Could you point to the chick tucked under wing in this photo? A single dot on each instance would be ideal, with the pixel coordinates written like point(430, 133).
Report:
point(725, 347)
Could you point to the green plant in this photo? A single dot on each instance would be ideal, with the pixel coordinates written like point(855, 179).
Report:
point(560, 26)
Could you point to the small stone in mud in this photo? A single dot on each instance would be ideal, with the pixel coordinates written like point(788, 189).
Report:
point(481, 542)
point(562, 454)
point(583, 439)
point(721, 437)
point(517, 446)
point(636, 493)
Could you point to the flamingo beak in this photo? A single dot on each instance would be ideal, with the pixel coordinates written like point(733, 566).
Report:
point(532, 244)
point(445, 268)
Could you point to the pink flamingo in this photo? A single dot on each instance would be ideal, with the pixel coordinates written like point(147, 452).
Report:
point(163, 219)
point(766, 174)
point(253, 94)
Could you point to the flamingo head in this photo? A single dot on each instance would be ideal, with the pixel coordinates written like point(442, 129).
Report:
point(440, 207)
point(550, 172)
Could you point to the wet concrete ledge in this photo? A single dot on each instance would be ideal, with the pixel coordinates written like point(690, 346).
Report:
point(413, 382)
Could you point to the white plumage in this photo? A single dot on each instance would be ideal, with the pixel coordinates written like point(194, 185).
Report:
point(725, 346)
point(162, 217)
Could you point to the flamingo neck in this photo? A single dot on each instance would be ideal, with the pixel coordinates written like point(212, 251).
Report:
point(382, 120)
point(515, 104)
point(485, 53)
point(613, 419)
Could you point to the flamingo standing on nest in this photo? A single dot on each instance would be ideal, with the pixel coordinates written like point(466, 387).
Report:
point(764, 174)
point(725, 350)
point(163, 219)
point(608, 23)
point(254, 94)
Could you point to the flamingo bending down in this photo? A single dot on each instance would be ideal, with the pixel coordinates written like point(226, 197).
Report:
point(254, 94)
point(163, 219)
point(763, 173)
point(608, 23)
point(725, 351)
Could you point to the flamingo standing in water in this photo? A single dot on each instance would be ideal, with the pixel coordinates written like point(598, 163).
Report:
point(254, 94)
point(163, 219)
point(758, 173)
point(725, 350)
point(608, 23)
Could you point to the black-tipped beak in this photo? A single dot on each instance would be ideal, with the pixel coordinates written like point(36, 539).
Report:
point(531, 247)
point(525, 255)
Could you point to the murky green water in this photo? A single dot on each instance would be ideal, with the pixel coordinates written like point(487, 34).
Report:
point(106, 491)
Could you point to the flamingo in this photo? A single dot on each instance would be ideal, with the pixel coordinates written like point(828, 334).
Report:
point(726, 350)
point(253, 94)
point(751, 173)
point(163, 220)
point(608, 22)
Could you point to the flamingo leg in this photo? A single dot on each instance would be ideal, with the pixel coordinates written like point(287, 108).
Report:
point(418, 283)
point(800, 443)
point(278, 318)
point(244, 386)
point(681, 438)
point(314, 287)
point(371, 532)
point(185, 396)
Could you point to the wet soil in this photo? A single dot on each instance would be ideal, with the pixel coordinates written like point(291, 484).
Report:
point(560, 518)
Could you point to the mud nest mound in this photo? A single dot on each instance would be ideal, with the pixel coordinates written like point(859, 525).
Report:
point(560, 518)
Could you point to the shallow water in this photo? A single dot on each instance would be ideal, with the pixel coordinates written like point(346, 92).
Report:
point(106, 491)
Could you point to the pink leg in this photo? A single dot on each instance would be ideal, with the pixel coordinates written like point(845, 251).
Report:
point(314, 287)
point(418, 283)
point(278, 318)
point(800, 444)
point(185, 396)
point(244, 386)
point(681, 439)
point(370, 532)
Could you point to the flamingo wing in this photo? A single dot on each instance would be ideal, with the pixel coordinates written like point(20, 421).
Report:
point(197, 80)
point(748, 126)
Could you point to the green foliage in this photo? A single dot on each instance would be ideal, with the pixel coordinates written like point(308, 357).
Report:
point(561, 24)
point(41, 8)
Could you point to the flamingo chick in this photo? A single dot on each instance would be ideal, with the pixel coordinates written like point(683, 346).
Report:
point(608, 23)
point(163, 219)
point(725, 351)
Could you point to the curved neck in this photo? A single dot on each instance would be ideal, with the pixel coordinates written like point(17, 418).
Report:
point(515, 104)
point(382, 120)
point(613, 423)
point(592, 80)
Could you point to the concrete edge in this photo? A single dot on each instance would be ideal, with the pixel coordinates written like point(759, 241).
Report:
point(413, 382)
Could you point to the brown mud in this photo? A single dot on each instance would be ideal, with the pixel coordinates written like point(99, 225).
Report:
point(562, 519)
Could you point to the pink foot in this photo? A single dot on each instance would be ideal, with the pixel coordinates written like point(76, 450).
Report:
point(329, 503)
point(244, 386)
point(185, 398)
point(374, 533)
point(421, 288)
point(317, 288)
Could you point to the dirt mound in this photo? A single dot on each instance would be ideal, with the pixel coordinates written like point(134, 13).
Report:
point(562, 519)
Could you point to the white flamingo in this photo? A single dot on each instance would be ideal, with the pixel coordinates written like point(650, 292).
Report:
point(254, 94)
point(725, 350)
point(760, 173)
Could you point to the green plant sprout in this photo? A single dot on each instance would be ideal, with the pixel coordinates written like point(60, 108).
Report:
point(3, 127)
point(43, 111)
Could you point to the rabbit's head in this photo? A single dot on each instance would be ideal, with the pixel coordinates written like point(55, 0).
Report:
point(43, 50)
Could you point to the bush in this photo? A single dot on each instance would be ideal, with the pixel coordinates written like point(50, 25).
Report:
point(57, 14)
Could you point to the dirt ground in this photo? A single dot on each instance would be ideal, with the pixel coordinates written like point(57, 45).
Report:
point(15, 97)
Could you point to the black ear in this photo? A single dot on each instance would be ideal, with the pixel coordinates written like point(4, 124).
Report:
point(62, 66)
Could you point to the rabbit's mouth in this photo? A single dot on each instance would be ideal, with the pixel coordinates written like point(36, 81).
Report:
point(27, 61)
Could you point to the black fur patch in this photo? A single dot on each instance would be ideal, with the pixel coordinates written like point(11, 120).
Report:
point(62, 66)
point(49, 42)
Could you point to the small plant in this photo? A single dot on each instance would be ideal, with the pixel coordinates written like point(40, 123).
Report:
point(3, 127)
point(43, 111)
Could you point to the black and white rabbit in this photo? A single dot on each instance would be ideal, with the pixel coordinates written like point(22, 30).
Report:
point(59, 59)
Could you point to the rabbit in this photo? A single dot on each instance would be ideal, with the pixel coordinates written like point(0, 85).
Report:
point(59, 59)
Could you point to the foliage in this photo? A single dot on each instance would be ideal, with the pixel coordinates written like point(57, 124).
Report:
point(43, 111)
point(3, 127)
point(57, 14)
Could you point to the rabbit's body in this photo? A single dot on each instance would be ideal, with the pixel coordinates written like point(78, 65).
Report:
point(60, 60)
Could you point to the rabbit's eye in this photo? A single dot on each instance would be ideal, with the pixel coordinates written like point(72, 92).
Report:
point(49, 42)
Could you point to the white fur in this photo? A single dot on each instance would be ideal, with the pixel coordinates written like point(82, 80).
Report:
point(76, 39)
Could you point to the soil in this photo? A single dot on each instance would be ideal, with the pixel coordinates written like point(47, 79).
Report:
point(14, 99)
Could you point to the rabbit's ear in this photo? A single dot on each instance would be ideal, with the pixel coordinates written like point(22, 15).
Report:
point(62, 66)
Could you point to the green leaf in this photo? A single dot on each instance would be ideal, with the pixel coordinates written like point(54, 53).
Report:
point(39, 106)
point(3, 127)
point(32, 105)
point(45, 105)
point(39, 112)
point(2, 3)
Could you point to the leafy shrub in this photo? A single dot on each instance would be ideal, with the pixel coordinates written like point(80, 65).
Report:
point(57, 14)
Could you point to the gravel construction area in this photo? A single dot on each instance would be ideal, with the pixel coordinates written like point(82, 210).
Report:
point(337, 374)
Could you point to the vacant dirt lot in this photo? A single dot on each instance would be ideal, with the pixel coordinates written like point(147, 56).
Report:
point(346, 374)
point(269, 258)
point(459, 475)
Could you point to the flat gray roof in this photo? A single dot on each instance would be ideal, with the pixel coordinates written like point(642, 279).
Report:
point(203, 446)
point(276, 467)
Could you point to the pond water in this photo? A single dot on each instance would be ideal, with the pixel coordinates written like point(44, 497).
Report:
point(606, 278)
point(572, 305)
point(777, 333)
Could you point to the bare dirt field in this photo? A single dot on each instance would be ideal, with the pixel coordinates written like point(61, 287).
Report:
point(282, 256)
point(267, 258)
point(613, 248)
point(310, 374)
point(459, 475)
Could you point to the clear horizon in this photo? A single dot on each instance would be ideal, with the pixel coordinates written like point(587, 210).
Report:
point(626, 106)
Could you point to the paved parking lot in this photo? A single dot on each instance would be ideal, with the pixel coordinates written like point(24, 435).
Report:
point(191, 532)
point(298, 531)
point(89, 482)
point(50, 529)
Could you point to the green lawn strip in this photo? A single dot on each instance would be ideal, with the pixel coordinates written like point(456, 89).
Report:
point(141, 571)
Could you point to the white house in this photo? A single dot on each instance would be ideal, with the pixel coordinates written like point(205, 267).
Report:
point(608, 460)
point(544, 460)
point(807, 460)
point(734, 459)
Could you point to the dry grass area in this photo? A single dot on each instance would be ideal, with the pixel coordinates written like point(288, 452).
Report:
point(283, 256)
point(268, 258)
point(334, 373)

- - -

Only the lines from the one containing "Could you point to the paved" through the end of the entries above belong in the answer; repeat them exactly.

Could you point to the paved parking lot in this photo? A single dot on each instance would be ideal, with the pixel coordinates written like point(24, 435).
Report:
point(191, 532)
point(298, 531)
point(89, 482)
point(50, 529)
Could you point to the green lawn strip in this photo? A single dot on each instance would be ideal, with the pixel coordinates written like point(456, 89).
Report:
point(141, 571)
Could you point to the white house in this photo? A single dot on each instance would be ideal, with the pixel coordinates written like point(205, 267).
Report:
point(608, 460)
point(544, 460)
point(807, 460)
point(734, 459)
Could you point to the dry grass area in this photo? A single dot on each instance would be ideal, with the pixel coordinates written like point(288, 452).
Report:
point(283, 256)
point(268, 258)
point(334, 373)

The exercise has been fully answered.